List every line in the records below that contains the string "head", matching case exactly.
-- start of Records to use --
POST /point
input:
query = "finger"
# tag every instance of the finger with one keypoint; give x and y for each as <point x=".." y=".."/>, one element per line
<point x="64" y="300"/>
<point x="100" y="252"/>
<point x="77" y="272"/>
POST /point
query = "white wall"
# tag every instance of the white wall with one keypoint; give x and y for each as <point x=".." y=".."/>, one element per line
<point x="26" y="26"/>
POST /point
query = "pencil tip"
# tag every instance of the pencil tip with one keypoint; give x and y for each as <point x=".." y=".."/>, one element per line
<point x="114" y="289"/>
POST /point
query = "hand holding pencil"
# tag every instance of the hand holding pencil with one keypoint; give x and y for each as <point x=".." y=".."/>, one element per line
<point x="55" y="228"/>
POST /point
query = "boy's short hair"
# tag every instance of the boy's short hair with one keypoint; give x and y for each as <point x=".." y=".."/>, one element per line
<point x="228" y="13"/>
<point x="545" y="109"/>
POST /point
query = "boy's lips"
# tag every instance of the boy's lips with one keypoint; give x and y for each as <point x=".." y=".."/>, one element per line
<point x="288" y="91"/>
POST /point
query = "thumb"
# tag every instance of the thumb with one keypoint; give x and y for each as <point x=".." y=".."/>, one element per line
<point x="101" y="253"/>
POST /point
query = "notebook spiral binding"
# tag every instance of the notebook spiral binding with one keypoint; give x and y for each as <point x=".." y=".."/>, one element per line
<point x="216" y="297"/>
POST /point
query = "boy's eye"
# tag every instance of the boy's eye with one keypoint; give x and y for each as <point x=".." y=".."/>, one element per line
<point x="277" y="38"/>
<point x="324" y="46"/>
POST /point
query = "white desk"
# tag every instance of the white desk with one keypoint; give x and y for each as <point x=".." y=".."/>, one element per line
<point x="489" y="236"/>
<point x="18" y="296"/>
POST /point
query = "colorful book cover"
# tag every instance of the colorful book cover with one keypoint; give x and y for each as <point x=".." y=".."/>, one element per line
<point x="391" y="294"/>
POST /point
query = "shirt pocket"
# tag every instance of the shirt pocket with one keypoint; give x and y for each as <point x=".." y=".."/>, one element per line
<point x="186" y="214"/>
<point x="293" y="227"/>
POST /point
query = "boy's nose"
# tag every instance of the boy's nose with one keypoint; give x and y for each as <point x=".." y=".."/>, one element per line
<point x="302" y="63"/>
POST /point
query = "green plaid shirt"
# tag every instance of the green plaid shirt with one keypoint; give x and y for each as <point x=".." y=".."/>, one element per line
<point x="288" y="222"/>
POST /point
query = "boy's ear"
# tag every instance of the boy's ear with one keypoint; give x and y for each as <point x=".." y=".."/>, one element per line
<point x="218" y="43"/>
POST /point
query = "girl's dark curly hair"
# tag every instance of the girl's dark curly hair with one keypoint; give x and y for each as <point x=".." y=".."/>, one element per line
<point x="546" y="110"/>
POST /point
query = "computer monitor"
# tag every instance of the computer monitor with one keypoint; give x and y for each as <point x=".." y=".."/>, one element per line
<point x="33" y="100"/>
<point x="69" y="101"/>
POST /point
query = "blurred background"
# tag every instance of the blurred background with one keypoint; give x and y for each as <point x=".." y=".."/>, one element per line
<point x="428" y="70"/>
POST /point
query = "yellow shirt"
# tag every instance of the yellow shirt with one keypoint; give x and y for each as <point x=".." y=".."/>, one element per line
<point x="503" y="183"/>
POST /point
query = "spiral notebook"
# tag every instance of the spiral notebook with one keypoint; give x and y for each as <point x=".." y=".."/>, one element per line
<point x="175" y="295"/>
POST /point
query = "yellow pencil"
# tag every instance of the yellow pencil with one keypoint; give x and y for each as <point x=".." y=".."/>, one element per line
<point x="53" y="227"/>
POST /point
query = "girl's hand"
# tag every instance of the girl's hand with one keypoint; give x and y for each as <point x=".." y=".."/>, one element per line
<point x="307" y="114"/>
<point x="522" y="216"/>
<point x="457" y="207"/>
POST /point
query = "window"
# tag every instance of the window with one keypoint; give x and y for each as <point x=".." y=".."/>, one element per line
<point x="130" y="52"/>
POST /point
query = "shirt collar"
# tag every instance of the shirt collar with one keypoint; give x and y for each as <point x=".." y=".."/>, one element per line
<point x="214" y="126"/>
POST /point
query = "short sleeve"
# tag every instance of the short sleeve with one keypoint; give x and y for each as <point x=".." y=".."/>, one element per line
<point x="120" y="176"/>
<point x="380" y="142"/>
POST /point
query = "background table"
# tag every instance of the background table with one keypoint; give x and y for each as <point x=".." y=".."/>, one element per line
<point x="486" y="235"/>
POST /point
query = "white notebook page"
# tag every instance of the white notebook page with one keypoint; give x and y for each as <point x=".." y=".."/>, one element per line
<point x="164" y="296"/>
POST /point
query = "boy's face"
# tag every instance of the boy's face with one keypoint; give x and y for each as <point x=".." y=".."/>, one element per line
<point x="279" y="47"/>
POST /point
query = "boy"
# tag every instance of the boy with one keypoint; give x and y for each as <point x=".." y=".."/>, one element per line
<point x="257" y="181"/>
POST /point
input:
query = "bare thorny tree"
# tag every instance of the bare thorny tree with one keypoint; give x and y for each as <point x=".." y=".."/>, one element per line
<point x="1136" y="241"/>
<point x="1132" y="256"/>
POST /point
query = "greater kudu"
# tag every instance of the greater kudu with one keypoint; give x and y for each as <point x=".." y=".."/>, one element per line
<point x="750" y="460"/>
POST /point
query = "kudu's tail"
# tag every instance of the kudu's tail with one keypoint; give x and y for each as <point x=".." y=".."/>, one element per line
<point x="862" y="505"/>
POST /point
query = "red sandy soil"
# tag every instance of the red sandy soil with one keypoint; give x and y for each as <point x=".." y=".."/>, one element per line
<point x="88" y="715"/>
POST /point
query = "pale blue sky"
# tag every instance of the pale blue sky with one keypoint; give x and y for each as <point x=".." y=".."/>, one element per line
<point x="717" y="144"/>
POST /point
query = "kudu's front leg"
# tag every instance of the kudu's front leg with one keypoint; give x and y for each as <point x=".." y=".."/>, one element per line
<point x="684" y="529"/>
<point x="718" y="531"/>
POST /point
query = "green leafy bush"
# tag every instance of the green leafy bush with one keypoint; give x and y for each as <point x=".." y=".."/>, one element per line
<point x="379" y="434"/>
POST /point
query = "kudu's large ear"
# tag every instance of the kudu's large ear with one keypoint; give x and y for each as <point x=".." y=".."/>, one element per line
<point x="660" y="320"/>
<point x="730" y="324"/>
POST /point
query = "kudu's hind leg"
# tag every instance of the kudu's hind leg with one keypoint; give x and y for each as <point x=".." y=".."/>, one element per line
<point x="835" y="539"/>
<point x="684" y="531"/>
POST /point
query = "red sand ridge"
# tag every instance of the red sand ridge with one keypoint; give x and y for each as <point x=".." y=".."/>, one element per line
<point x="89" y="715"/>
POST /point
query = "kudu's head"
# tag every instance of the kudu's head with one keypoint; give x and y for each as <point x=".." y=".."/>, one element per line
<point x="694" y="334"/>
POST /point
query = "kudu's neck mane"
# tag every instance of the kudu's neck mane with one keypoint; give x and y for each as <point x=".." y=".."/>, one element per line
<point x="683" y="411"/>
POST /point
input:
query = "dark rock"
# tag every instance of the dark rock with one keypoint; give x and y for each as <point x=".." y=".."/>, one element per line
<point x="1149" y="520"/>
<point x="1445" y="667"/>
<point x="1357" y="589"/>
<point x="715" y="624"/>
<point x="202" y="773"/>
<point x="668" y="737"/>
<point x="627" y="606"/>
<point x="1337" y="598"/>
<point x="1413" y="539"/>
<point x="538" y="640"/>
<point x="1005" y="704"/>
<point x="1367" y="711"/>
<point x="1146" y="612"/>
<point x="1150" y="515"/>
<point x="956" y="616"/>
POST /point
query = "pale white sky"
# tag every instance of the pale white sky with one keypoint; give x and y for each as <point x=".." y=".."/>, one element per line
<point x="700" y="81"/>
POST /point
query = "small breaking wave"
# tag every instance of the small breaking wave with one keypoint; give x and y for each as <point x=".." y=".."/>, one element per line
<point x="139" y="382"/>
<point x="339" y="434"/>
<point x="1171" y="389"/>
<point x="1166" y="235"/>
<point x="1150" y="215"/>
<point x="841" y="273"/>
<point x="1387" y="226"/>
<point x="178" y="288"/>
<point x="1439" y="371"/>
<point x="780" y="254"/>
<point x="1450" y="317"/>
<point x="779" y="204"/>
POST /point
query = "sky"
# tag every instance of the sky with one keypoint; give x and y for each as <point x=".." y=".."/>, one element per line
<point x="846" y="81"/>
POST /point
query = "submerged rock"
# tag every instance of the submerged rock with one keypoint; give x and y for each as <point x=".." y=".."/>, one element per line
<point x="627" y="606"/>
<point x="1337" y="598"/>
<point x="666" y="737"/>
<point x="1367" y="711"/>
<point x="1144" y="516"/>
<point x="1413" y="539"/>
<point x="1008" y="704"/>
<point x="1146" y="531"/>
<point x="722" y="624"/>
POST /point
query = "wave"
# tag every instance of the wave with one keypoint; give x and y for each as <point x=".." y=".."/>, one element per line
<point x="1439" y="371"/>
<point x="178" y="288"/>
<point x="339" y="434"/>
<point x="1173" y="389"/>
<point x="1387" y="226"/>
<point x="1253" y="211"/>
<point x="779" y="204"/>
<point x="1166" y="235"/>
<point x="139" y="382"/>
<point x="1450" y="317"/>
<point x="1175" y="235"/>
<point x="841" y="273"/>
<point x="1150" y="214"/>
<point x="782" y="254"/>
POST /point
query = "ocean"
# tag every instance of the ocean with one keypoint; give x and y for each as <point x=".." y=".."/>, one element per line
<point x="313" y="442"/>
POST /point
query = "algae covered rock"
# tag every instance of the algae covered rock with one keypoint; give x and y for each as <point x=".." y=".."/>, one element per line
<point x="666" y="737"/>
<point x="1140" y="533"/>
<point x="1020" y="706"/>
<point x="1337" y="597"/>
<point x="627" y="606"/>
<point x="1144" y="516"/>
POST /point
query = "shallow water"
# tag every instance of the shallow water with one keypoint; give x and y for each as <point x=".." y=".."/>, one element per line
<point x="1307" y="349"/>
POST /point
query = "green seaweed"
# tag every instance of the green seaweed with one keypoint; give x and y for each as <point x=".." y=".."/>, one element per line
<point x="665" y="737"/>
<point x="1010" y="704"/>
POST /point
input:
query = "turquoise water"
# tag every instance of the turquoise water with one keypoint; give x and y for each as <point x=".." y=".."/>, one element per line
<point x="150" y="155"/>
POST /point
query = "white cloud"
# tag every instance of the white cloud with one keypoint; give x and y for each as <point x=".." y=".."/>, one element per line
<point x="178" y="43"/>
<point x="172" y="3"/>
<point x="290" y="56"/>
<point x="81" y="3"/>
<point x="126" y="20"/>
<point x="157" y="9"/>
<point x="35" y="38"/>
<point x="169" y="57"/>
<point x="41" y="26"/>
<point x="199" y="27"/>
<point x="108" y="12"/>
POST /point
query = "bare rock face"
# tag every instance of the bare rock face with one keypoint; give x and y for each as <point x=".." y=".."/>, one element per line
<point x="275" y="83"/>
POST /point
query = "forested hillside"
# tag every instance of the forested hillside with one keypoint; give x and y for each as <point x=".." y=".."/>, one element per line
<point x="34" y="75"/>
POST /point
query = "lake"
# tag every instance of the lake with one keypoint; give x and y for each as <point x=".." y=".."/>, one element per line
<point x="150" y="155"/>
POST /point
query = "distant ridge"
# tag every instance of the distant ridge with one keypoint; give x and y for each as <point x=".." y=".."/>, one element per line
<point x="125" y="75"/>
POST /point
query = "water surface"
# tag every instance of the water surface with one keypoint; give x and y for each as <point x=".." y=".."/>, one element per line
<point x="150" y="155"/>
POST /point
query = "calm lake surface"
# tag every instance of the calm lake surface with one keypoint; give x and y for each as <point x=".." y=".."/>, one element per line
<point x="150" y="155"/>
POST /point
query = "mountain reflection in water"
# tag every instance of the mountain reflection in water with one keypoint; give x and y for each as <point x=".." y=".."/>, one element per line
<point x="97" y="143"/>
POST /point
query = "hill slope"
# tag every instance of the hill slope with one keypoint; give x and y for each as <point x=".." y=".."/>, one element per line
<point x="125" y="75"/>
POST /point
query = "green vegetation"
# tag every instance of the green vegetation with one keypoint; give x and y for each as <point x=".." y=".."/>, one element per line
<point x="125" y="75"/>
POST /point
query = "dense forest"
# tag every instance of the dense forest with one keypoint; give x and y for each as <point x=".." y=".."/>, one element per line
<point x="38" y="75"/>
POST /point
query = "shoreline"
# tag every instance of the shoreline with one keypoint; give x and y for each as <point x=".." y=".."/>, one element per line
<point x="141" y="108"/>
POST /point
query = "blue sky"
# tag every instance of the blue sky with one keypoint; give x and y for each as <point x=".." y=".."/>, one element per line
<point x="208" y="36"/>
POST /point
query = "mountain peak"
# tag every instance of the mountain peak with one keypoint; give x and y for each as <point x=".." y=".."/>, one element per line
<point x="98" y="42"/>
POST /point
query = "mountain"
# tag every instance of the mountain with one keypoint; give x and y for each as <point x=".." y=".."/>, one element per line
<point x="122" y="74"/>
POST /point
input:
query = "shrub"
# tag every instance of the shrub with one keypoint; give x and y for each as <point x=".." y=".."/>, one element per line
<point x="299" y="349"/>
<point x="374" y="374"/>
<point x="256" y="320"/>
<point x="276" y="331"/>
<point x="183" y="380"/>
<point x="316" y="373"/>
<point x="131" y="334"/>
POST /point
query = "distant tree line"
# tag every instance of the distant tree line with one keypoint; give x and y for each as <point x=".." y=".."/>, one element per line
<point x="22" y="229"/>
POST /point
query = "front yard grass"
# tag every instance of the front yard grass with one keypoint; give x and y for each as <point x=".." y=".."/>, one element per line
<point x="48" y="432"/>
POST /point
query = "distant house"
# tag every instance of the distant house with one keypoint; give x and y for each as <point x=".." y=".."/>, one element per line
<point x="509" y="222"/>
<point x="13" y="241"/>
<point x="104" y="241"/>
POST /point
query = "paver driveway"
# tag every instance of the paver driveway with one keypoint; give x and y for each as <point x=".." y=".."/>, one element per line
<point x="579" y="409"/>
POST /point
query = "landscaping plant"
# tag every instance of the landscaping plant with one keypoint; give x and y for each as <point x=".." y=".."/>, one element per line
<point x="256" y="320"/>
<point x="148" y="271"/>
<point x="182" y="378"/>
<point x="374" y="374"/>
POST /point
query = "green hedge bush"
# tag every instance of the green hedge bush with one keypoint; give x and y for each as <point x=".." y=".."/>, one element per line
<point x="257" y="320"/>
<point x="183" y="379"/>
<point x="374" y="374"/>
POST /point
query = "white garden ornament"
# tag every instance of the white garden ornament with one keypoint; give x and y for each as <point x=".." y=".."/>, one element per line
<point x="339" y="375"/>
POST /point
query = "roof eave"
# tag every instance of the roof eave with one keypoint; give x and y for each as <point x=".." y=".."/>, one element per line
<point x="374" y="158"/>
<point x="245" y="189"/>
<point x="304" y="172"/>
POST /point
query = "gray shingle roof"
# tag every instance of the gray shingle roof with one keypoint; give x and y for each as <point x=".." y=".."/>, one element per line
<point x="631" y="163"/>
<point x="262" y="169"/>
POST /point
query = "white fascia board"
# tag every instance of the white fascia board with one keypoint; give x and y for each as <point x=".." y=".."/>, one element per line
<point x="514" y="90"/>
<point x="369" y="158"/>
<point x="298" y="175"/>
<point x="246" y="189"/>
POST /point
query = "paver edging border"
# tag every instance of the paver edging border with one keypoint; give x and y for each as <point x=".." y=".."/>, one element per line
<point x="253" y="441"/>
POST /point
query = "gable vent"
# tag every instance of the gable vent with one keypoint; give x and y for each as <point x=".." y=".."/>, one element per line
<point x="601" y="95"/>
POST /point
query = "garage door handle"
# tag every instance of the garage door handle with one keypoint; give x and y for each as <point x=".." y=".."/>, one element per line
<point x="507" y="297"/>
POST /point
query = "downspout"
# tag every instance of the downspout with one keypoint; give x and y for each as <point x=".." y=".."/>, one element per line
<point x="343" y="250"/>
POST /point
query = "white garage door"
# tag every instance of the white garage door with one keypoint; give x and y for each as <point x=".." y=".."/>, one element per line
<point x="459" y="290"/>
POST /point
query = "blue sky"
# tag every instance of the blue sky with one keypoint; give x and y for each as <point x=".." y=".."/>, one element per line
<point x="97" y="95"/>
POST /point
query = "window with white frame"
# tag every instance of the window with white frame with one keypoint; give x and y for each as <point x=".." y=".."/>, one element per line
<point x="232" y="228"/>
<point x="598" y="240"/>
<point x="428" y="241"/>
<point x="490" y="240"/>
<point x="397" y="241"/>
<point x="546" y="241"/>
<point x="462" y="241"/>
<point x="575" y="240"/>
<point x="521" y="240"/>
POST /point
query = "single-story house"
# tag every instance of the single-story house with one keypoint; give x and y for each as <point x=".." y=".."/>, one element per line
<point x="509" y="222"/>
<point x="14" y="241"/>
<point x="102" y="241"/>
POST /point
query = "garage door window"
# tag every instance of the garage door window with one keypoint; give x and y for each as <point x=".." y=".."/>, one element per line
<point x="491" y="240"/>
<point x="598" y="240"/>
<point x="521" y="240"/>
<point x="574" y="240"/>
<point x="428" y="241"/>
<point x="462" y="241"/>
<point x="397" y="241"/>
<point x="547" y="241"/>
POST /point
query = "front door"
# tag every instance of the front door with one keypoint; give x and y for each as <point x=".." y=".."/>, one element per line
-- end of Records to use --
__Reply to the exercise__.
query = "kudu's head"
# tag every instance of the kudu's head with one keypoint; give x and y for each as <point x=".." y=".."/>, one element per line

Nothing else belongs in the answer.